• EXERCISE DETAILS: Write out the data once more, exactly as it reads.

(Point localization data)
((

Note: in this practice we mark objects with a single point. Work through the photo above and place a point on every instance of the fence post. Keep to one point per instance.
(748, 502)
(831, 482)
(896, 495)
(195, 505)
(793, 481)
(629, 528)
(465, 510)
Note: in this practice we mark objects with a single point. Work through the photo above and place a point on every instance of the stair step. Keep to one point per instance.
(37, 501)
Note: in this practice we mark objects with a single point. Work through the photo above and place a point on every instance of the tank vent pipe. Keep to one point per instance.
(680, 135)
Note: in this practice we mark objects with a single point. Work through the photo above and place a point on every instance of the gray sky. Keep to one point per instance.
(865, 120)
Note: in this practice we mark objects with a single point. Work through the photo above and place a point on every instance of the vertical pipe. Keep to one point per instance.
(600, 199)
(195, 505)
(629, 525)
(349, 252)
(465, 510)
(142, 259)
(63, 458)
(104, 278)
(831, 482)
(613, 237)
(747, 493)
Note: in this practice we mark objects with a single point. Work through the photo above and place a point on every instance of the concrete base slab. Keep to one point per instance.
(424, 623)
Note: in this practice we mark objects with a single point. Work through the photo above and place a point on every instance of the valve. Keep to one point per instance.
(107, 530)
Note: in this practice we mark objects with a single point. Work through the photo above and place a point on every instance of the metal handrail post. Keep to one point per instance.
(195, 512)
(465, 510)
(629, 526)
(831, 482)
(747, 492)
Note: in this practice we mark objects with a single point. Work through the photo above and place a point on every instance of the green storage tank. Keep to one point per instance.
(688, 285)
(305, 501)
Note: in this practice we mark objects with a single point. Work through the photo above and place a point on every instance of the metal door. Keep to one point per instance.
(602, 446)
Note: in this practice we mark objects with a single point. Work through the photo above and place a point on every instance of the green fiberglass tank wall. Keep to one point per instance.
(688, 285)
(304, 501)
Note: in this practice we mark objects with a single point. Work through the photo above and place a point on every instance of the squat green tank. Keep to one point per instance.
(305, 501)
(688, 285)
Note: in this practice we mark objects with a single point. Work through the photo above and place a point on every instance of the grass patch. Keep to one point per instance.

))

• EXERCISE RESULT:
Note: in this practice we mark objects with a single point. Work through the photo above and place a point on every instance of the fence post. Keep to one point per instance.
(748, 502)
(831, 482)
(896, 495)
(195, 505)
(793, 481)
(629, 528)
(465, 510)
Note: in this practice we mark objects with a single point. Work through the photo above and place a point on every instance of the stair step. Keep to one point per instance.
(37, 501)
Note: in this practice we mark objects with a single point. Work through the photo above and place a point on every instance of the tank vent pipe. Keep to one point per instance.
(680, 135)
Note: in this practice we mark objects with a single point. Work through the photo above and place a point on every instance of the gray sky. Keep to one point per instance.
(865, 120)
Note: in this practice we mark objects with a single point. Work through the photo above and place a point on every instance of the vertical pipe. Keep to one point per instance.
(600, 199)
(195, 505)
(629, 525)
(349, 252)
(465, 510)
(142, 259)
(63, 458)
(104, 278)
(831, 482)
(613, 237)
(747, 493)
Note: in this practice we mark objects with a single point. Work through the photo above and place a point on every instance of the concrete base slab. Keep to one point per instance.
(424, 623)
Note: in this practice we mark objects with a single point. Work through the photo above and place a point on every instance of the valve. Keep to one point per instance.
(107, 530)
Note: in this practice we mark objects with a single point. Work through the photo above and place a point on every instance of the metal handrail post. Keep to one point per instance.
(195, 512)
(465, 510)
(629, 526)
(831, 482)
(747, 492)
Note: in this practice we mark objects with a single point. Work through the photo above and place a point on every instance of the green storage tank. Keep to one point per instance.
(688, 285)
(305, 501)
Note: in this practice we mark objects with a single point. Work through the photo above and place a point on every instance of the metal door. Keep to one point per instance.
(602, 446)
Note: in this practice we mark objects with a single point. Work through the photo above and place a point on every instance of the green fiberglass tank wall. Keep to one point per instance.
(688, 285)
(304, 501)
Note: in this practice we mark objects with a single point. Work through the photo above and place a point on every instance of the squat green tank. Keep to one point per instance.
(305, 501)
(688, 285)
Note: in this practice we mark objects with a single point. Work through the photo above and place a point on every instance of the grass patch. Keep to one point per instance.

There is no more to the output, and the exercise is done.